◆ 练习说明: 把下面的全部记录一字不改地重新誊写一遍。

(关于物体出现位置的数据集记录)
((

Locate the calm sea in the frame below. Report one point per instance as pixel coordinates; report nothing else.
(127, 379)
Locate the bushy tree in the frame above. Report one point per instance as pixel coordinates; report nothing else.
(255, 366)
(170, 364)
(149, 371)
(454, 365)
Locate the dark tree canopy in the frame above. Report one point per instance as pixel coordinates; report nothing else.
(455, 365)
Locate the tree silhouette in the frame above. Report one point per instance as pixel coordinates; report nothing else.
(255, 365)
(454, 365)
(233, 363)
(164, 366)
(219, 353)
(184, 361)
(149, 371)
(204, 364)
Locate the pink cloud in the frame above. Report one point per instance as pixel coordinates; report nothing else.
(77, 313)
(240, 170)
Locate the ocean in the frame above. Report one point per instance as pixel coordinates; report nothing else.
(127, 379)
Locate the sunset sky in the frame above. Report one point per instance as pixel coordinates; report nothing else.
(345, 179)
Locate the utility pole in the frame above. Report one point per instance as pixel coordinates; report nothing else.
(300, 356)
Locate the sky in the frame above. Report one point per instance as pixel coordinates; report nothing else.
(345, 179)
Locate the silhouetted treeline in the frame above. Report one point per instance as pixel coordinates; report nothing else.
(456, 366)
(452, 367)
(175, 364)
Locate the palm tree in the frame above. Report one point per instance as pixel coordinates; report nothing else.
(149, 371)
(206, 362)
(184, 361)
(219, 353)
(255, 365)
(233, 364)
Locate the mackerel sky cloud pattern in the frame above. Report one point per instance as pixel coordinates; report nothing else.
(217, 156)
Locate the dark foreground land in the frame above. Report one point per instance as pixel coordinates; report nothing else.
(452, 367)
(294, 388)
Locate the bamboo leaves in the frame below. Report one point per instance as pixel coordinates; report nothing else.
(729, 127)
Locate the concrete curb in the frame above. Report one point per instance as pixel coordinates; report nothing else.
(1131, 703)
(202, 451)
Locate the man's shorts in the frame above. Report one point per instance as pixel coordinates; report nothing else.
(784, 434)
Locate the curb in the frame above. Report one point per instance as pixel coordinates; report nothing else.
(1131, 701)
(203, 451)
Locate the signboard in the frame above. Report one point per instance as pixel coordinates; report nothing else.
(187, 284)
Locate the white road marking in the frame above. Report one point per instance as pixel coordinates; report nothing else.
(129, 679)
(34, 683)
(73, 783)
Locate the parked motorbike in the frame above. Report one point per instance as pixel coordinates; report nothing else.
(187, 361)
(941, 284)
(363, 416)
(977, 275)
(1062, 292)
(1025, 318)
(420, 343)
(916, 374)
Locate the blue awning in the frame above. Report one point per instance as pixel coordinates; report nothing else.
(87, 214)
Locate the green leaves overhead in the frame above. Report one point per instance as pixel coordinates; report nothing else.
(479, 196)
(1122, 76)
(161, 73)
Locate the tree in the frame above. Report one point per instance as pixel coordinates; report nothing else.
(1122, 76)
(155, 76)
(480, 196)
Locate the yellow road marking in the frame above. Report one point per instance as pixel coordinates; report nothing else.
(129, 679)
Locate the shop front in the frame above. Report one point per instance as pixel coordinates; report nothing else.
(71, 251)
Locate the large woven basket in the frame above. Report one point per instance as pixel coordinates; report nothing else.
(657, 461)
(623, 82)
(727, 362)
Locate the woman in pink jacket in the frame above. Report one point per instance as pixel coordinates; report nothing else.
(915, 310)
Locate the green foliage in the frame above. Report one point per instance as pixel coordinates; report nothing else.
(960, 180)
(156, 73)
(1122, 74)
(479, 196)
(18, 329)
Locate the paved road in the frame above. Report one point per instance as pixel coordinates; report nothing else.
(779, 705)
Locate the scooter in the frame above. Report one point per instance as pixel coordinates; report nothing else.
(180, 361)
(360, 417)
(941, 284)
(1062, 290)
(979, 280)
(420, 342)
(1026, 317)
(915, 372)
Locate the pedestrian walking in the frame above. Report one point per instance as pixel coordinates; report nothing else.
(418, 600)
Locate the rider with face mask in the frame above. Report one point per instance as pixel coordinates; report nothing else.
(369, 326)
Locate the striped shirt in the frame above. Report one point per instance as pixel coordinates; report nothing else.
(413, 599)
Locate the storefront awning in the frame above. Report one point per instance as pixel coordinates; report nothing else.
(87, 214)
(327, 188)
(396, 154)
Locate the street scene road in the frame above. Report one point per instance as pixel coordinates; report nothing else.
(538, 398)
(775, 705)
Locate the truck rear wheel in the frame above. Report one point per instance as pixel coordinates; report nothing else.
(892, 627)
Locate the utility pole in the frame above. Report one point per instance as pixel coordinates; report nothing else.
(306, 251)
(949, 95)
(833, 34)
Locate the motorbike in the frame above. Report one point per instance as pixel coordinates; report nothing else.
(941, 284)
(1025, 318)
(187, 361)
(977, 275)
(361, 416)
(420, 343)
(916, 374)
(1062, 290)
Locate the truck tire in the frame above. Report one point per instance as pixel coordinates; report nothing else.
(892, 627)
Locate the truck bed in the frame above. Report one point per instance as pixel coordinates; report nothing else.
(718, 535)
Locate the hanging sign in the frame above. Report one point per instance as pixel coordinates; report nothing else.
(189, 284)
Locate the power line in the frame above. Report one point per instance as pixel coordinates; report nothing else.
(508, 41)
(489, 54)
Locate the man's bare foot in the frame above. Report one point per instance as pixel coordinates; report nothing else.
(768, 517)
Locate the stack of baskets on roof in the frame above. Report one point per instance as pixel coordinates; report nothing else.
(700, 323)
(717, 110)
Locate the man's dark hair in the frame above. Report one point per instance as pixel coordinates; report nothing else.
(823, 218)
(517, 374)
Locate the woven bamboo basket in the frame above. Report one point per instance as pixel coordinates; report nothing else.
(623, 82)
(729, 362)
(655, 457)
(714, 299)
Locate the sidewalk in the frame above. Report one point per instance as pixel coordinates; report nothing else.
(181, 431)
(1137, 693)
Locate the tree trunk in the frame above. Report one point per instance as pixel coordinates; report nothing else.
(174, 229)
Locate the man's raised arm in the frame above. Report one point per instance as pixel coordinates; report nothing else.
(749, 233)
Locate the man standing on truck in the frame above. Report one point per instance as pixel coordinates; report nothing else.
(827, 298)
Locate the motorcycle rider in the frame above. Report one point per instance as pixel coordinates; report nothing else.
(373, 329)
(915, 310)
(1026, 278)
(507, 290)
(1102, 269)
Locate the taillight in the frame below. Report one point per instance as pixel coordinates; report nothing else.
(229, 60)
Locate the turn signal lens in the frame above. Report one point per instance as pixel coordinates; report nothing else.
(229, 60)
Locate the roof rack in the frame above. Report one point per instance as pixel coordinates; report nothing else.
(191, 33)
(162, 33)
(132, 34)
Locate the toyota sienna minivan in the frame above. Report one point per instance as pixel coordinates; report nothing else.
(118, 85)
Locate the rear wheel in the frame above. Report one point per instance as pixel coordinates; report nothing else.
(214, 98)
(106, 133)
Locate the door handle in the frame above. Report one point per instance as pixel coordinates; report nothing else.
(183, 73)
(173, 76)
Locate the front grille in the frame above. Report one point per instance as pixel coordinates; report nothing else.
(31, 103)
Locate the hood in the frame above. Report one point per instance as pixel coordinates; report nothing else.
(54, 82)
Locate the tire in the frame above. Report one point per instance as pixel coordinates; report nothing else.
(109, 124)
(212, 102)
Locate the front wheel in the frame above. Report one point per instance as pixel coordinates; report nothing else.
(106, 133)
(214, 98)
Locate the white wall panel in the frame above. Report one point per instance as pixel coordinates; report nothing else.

))

◆ 任务答案:
Locate the calm sea in the frame below. Report one point per instance as pixel coordinates; report nothing else.
(127, 379)
Locate the bushy tree in the frame above. Report one point per instance as pixel coordinates; report nothing else.
(255, 366)
(170, 364)
(149, 371)
(454, 365)
Locate the dark tree canopy in the frame above. Report one point per instance as pixel coordinates; report nothing else.
(455, 365)
Locate the tree silhouette in the frame above. Report one point per instance as pixel coordinates; report nothing else.
(255, 365)
(454, 365)
(233, 363)
(164, 366)
(219, 353)
(184, 361)
(149, 371)
(204, 364)
Locate the pink cloud in the frame above. Report one point per instance as pixel coordinates; report nothing else.
(77, 313)
(240, 170)
Locate the ocean in the frame above. Report one point per instance as pixel coordinates; report nothing else.
(127, 379)
Locate the sunset sky in the frame above. Report one point per instance as pixel coordinates; report nothing else.
(345, 179)
Locate the utility pole in the frame above. Report one point per instance as pixel coordinates; report nothing else.
(300, 356)
Locate the sky in the frame above. Report one point per instance as pixel coordinates; report nothing else.
(345, 179)
Locate the silhouetted treeline in the frame above. Report one point per instance as pixel coordinates; report nothing else.
(456, 366)
(452, 367)
(175, 364)
Locate the palm tree in the frame above. Report one point per instance as pixel coordinates; report nothing else.
(149, 371)
(206, 362)
(184, 361)
(219, 353)
(255, 365)
(233, 364)
Locate the mackerel sky cloud pattern in the frame above. Report one point per instance as pixel coordinates; report nothing else.
(217, 156)
Locate the dark foreground land in the frame above. Report one point per instance as pixel coordinates; report nothing else.
(452, 367)
(294, 388)
Locate the bamboo leaves in the frame below. Report one point per instance as pixel coordinates; report nothing else.
(729, 127)
Locate the concrete curb in the frame above. Report one point per instance as pixel coordinates; report nothing else.
(1131, 703)
(202, 451)
Locate the man's shorts in the frame above. Report one point per instance as pixel coordinates; report nothing else.
(784, 434)
Locate the curb in the frame above. Report one point per instance as pixel coordinates; report nothing else.
(1131, 701)
(203, 451)
Locate the signboard in the frame above. Report one point per instance as pixel coordinates; report nothing else.
(187, 284)
Locate the white road marking in the frame above. Report one point per instance as pixel coordinates; report nothing else.
(129, 679)
(34, 683)
(73, 783)
Locate the parked motorbike in the frame above. Report one point per instance as pixel coordinates; report nothing else.
(187, 361)
(941, 284)
(363, 416)
(977, 275)
(1062, 292)
(1025, 318)
(420, 343)
(916, 374)
Locate the blue awning in the frame above. Report one point per instance as pixel coordinates; report nothing else.
(87, 214)
Locate the green leaves overhead in the frame above. Report one point per instance as pixel coordinates; report nothing else.
(479, 196)
(1122, 76)
(161, 73)
Locate the tree in the frame above. Report one point per instance as pixel coordinates; report nothing else.
(1122, 76)
(155, 76)
(480, 196)
Locate the yellow road marking in the frame above. Report one point per instance as pixel coordinates; report nothing else.
(129, 679)
Locate the shop front in the frame above. Report one point per instance as pixel coordinates; report nothing else.
(71, 251)
Locate the large woven basket in the frame above. Report one point per instance as pixel coordinates; report nothing else.
(657, 461)
(623, 82)
(727, 362)
Locate the woman in pink jacket in the frame above. Report one point per instance as pixel coordinates; report nothing else.
(915, 310)
Locate the green foliage in the frame above. Report one point per instance as pixel coordinates; report nothing else.
(960, 180)
(156, 73)
(1122, 74)
(479, 196)
(18, 329)
Locate the paved road in the frame above. Report one point per instance as pixel coordinates; report nothing else.
(779, 705)
Locate the scooter in the frame above. Report one point per instance as pixel coordinates; report nothing else.
(180, 361)
(360, 417)
(941, 284)
(1062, 290)
(979, 280)
(420, 342)
(1026, 317)
(915, 372)
Locate the pedestrian walking in the frame above. Report one point per instance as pixel coordinates; report nothing else.
(418, 600)
Locate the rider with face mask in the frame above. Report one point per instance as pixel coordinates; report nothing else.
(369, 326)
Locate the striped shirt in the frame above. Report one point per instance as pixel coordinates; report nothing else.
(413, 599)
Locate the storefront awning in the frame above. Report one point per instance as pixel coordinates; report nothing else.
(87, 214)
(327, 188)
(396, 154)
Locate the street scene road in the frame above. Report one point per instance as pixel coordinates; report nothing else.
(538, 398)
(775, 705)
Locate the truck rear wheel in the frame above. Report one point per instance as pixel coordinates; report nothing else.
(892, 627)
Locate the utility pole in the frame above. Report one point per instance as pixel coordinates; report nothing else.
(306, 251)
(949, 95)
(833, 34)
Locate the motorbike in the frame above. Report one point per instance as pixel coordinates; report nothing else.
(941, 284)
(1025, 318)
(187, 361)
(977, 275)
(361, 416)
(420, 343)
(916, 374)
(1062, 290)
Locate the truck tire in the frame above. Report one point per instance as pixel coordinates; report nothing else.
(892, 627)
Locate the truck bed in the frame above. Report one point per instance as pixel coordinates; report nothing else.
(718, 535)
Locate the hanging sign in the frame above. Report one point per instance as pixel coordinates; report nothing else.
(189, 284)
Locate the power line in the frame above. Report one point per instance as pixel coordinates; report nothing else.
(508, 41)
(489, 54)
Locate the man's bare foot in the frame above. Report one point per instance as pixel coordinates; report nothing else.
(768, 517)
Locate the stack of baskets on roof in the frame above. Report one point per instance as pixel coordinates; report nothing else.
(700, 323)
(717, 110)
Locate the man's dark hair in the frame above. Report one point per instance as pixel coordinates; report nothing else.
(823, 218)
(517, 374)
Locate the woven bamboo basket in the frame above. Report one point per instance as pixel coordinates; report nothing else.
(623, 82)
(729, 362)
(655, 457)
(714, 299)
Locate the sidewalk in the frame above. Report one point per instance as pixel coordinates; report nothing else.
(181, 431)
(1137, 693)
Locate the tree trunk in the frame above. Report one point per instance as pixel coordinates; report nothing else.
(174, 229)
Locate the man's raised arm in the frame above. Report one point per instance as pixel coordinates; report nothing else.
(749, 233)
Locate the man standing on truck in the frame above. Report one point per instance as pixel coordinates; report nothing else.
(827, 298)
Locate the motorcycle rider in the frame above. Report one point per instance as pixel coordinates; report nothing else.
(373, 329)
(915, 310)
(1026, 278)
(507, 290)
(1102, 269)
Locate the taillight in the frame below. Report one point per instance as pixel coordinates; report nothing else.
(229, 60)
Locate the turn signal lens in the frame above. Report one point per instance as pixel coordinates; report nothing else.
(229, 60)
Locate the roof rack in the frame above. Report one point per instance as pixel coordinates; report nothing else.
(191, 33)
(162, 33)
(132, 34)
Locate the toyota sienna minivan in the frame above. Report one point per instance as pixel coordinates; report nothing else.
(118, 85)
Locate the rear wheel in the frame above. Report one point per instance as pixel coordinates; report nothing else.
(214, 98)
(106, 133)
Locate the door handle in the frame above. Report one point per instance as pixel coordinates; report nothing else.
(183, 73)
(173, 76)
Locate the front grille in the frame above. Report one point per instance as pixel coordinates; report nothing else.
(31, 103)
Locate the hood in the frame above. Report one point per instance as pixel coordinates; report nothing else.
(54, 82)
Locate the tire in the frame above. Report one point per instance as pixel coordinates; report nothing else.
(109, 124)
(212, 102)
Locate the front wheel in the frame above. Report one point per instance as pixel coordinates; report nothing else.
(106, 133)
(214, 98)
Locate the white wall panel in the frame above. Report one point per instance as pixel coordinates; report nothing else.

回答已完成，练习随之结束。